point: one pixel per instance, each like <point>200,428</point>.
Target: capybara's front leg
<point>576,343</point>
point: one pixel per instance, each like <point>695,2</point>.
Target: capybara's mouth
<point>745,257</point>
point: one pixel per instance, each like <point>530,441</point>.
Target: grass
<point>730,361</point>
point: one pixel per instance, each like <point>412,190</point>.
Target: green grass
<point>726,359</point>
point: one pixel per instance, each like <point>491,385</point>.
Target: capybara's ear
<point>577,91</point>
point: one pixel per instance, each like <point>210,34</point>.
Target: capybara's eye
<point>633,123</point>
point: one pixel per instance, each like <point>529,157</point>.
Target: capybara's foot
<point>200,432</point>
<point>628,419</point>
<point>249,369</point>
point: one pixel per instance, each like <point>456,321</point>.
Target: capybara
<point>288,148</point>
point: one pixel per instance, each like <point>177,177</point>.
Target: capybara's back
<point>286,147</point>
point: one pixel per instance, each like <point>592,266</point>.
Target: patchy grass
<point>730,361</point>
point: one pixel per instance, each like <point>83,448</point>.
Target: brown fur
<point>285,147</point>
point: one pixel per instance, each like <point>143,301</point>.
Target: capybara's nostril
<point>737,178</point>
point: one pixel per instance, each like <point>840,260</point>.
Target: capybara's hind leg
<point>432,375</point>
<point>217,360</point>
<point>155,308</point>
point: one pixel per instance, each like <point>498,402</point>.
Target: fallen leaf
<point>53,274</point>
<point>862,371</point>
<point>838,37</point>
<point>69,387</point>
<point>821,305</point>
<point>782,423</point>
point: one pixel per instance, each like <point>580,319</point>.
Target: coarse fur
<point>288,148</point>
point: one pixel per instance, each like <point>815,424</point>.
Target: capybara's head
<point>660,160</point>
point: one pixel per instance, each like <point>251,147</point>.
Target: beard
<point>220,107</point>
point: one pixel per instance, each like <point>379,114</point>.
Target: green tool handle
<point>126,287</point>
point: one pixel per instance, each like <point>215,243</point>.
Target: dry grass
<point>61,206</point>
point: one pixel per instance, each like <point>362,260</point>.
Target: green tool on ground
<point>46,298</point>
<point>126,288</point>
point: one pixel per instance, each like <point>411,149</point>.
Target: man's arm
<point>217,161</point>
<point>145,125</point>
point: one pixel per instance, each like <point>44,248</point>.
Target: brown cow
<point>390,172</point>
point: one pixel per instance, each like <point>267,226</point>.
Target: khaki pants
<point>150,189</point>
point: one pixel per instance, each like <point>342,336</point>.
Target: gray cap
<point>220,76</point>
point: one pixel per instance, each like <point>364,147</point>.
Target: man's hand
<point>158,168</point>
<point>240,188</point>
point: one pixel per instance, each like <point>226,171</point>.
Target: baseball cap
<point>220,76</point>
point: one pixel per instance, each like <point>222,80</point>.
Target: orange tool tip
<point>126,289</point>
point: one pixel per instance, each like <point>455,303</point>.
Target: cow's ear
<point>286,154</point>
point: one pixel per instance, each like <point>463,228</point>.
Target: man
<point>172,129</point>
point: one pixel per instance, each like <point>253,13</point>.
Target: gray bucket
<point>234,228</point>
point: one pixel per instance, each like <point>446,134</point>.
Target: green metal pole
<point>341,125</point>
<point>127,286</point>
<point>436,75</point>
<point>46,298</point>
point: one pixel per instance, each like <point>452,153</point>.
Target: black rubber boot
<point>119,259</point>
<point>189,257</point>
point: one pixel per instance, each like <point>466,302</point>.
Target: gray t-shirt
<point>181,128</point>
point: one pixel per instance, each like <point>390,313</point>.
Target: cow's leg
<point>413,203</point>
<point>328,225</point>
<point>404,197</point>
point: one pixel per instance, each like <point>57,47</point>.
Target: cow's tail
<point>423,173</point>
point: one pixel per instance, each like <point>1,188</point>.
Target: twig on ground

• _PROBLEM DESCRIPTION_:
Write down exactly the span of lines above from the one containing "point: one pixel per instance, each like <point>226,171</point>." to the one containing "point: one pixel per instance, each like <point>455,303</point>.", both ends included.

• _OUTPUT OF THE EXERCISE_:
point: one pixel per instance, each like <point>226,171</point>.
Target: baseball cap
<point>220,76</point>
point: one pixel per instance, each like <point>222,80</point>.
Target: orange tool tip
<point>126,289</point>
point: one pixel per instance, each like <point>455,303</point>.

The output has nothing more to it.